Problem set -
[A] Retype the stretch of the forum thread from "Proving inequality involving" through "it this way.", word for word.
[B] In the forum thread, what does Answer 2 assume without loss of generality?
[C] Using the forum thread, explain why Answer 2 says the inequality y ≤ √(xy) is true.

Text passage -
Proving inequality involving absolute value

Question

Question:

Prove that $\left|\sqrt{x}-\sqrt{y}\right|\le \sqrt{\left|x-y\right|} $ where $x ,y \ge 0$

I know this question has been asked many times before, but I just want to confirm if the following way is correct since I couldn't find any answers that did it this way.

Attempt:

$ \left|\sqrt{x}-\sqrt{y}\right|\le \sqrt{\left|x-y\right|} \iff $ $ \left(\sqrt{x}-\sqrt{y}\right)^2\ \le \left|x-y\right| \\\\$ $\iff$ $ x\ -\ 2\sqrt{xy}+y\ \le \left|x-y\right|\le \left|x\right|+\left|y\right|=\ x\ +y$ $ \iff$ $ x\ -\ 2\sqrt{xy}+y\le x+y$ $\iff$ $ 2\sqrt{xy}\ge 0$

Answer 1

Starting from $$2\sqrt{xy} \geq 0$$

We have $$x-2\sqrt{xy}+y \leq x+y$$

Also from triangle inequality, we have $$|x-y| \leq x+y$$

I don't see how do you conclude $$x-2\sqrt{xy}+y \leq |x-y|$$

Answer 2

Wlog, we can suppose that $x>y\ge 0$

we want to prove $$(\sqrt {x}-\sqrt {y})^2\le x-y $$

or

$$x+y-2\sqrt {xy}\le x-y $$ $$\iff $$

$$y\le \sqrt {xy} $$

which is true since $\sqrt {x}>\sqrt {y } $.

Answer 3

Multiply both sides by $|\sqrt{x}+\sqrt{y}|$: $$|x-y|\le \sqrt{|x-y|}\cdot |\sqrt{x}+\sqrt{y}| \Rightarrow$$ $$\sqrt{|x-y|}\le \sqrt{|x|+|y|}\le |\sqrt{x}+\sqrt{y}| \Rightarrow$$ $$x+y\le x+y+2\sqrt{xy} \Rightarrow 0\le 2\sqrt{xy}.$$

Records provided -
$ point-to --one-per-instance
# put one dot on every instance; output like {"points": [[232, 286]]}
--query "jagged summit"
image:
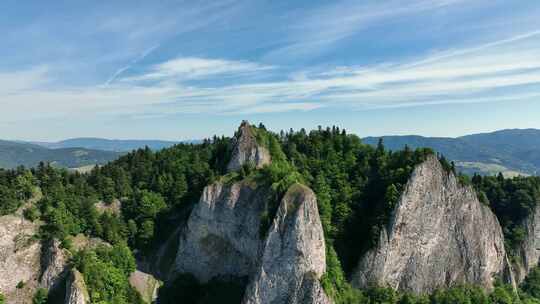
{"points": [[439, 235], [247, 149]]}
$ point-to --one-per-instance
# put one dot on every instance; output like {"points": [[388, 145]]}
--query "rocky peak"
{"points": [[76, 292], [20, 256], [53, 264], [294, 257], [222, 235], [439, 235], [247, 150], [529, 250]]}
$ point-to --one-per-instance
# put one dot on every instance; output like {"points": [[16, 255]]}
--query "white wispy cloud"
{"points": [[504, 70], [133, 62], [185, 68], [323, 27]]}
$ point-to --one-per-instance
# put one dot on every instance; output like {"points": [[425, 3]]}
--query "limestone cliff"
{"points": [[222, 234], [146, 284], [20, 256], [76, 292], [247, 150], [439, 235], [293, 259], [53, 262], [529, 250]]}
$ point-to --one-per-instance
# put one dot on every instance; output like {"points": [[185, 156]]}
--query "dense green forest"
{"points": [[357, 187]]}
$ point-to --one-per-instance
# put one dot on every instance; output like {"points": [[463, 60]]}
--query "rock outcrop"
{"points": [[529, 250], [294, 258], [222, 236], [20, 254], [146, 284], [439, 235], [247, 150], [76, 292], [53, 264]]}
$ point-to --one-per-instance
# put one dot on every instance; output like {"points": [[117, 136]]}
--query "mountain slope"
{"points": [[508, 151], [13, 154], [115, 145]]}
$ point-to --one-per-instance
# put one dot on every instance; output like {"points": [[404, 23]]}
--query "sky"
{"points": [[190, 69]]}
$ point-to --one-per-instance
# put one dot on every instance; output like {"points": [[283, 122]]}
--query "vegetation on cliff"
{"points": [[357, 187]]}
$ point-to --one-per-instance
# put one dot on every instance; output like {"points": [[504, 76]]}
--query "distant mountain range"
{"points": [[513, 151], [115, 145], [71, 153], [13, 154]]}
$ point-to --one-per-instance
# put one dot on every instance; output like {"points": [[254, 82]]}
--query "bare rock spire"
{"points": [[247, 149]]}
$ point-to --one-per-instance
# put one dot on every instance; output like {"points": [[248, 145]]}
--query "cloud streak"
{"points": [[507, 69]]}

Expected results -
[A]
Proving inequality involving absolute value

Question

Question:

Prove that $\left|\sqrt{x}-\sqrt{y}\right|\le \sqrt{\left|x-y\right|} $ where $x ,y \ge 0$

I know this question has been asked many times before, but I just want to confirm if the following way is correct since I couldn't find any answers that did it this way.

[B] It assumes that x > y ≥ 0.

[C] Answer 2 reduces the goal (√x − √y)² ≤ x − y to x + y − 2√(xy) ≤ x − y, which is equivalent to y ≤ √(xy). It says this last inequality is true since √x > √y.